• **To do**: Find the line that contains "the orange scarf.". Then set down that line and all the lines after it, to the end of the records, exactly and with nothing added.

• **Given data**:
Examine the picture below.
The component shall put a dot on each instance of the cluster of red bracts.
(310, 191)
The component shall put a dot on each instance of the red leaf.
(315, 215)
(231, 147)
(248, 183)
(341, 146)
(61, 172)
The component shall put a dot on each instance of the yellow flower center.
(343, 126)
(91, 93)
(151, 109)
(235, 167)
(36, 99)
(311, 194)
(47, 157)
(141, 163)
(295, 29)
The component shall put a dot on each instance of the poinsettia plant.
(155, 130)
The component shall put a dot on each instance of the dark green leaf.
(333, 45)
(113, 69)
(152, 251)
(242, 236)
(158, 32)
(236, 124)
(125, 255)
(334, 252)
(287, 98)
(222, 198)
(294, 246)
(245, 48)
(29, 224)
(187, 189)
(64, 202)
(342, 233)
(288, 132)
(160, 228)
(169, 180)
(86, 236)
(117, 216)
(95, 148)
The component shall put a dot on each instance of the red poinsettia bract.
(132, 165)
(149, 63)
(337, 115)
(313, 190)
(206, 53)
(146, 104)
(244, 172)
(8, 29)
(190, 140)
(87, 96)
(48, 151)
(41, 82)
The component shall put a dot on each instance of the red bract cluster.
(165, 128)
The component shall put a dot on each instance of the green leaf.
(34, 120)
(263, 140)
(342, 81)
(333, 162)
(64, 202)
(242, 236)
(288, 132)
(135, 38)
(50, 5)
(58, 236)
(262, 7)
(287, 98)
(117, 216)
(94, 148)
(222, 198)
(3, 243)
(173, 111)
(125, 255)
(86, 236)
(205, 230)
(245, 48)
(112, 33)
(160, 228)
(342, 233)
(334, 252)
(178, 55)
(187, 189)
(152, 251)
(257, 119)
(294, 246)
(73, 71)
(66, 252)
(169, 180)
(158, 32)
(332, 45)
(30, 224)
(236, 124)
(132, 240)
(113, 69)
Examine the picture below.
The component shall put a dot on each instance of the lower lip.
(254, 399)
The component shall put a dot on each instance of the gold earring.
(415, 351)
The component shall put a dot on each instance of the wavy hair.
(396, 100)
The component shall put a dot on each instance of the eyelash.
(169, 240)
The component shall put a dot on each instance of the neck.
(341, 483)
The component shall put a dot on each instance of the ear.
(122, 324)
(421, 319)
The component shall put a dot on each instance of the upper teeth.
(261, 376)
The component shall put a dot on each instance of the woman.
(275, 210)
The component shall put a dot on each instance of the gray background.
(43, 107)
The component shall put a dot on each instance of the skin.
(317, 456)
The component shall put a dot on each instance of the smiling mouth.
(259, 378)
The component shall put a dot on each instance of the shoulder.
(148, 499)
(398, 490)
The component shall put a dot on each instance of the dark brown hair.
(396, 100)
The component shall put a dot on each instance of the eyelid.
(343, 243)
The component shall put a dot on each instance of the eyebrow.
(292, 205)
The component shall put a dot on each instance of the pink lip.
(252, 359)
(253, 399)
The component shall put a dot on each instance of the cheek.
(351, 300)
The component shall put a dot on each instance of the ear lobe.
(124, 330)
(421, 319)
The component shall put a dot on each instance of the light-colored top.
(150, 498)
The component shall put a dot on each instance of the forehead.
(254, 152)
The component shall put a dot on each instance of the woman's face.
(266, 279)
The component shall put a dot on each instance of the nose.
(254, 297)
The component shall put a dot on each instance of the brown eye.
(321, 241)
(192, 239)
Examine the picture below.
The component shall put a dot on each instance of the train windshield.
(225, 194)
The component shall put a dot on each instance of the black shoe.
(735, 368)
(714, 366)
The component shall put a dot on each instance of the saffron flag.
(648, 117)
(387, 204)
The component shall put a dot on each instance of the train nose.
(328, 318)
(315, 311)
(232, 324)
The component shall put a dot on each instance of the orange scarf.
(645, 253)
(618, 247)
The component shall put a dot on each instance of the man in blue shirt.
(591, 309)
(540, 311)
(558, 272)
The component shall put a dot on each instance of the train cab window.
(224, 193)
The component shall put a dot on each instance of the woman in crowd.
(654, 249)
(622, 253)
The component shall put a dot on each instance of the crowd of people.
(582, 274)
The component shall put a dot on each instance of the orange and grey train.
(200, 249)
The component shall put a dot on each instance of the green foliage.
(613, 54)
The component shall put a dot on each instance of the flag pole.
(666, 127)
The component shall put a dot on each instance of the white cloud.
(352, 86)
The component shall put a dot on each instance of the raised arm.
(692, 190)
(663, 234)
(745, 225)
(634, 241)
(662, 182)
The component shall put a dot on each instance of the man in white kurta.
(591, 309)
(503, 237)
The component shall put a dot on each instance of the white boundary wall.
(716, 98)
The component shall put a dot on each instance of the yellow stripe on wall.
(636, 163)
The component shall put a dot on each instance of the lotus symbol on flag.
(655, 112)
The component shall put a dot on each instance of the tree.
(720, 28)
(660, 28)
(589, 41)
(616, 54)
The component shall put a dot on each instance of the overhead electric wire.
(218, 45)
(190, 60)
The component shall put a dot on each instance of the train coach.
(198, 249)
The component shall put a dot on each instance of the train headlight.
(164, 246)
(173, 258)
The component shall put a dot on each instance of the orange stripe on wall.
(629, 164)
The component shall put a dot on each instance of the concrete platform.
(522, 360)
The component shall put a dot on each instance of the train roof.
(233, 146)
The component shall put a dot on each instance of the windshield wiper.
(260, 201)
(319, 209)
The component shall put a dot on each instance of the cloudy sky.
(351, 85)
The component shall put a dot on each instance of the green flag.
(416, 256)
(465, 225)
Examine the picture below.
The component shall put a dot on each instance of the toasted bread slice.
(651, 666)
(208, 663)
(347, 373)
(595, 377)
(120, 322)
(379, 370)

• **Exercise result**:
The component shall put a dot on each instance of the orange scarf.
(645, 253)
(618, 247)
The component shall put a dot on each instance of the man in blue shirt.
(591, 309)
(540, 311)
(558, 272)
The component shall put a dot on each instance of the train cab window.
(224, 193)
The component shall put a dot on each instance of the woman in crowd.
(654, 249)
(622, 253)
The component shall put a dot on each instance of the crowd of people.
(582, 274)
The component shall put a dot on each instance of the orange and grey train.
(200, 249)
The component shall put a dot on each instance of the green foliage.
(613, 54)
The component shall put a dot on each instance of the flag pole.
(666, 127)
The component shall put a dot on each instance of the white cloud.
(352, 86)
The component shall put a dot on each instance of the raised arm.
(692, 190)
(663, 234)
(745, 225)
(634, 241)
(662, 182)
The component shall put a dot on each instance of the man in white kurta.
(591, 309)
(503, 237)
The component shall put a dot on each instance of the white boundary wall.
(716, 98)
The component shall put a dot on each instance of the yellow stripe on wall.
(636, 163)
The component shall put a dot on each instance of the lotus symbol on flag.
(655, 112)
The component shall put a dot on each instance of the tree.
(720, 28)
(660, 28)
(589, 41)
(616, 54)
The component shall put a dot on each instance of the overhead electric wire.
(218, 45)
(190, 60)
The component shall put a dot on each instance of the train coach.
(198, 249)
The component shall put a dot on each instance of the train headlight.
(164, 246)
(173, 258)
The component shall put a dot on each instance of the orange stripe on wall.
(629, 164)
The component shall put a dot on each instance of the concrete platform.
(522, 360)
The component shall put a dot on each instance of the train roof.
(233, 146)
The component shall put a dot on each instance of the windshield wiper.
(260, 201)
(319, 209)
The component shall put a dot on each instance of the cloudy sky.
(351, 85)
The component shall put a dot on each instance of the green flag.
(416, 256)
(465, 225)
Examine the picture below.
The component shall put a dot on each instance of the toasted bread slice.
(651, 666)
(208, 663)
(347, 373)
(595, 377)
(120, 322)
(379, 370)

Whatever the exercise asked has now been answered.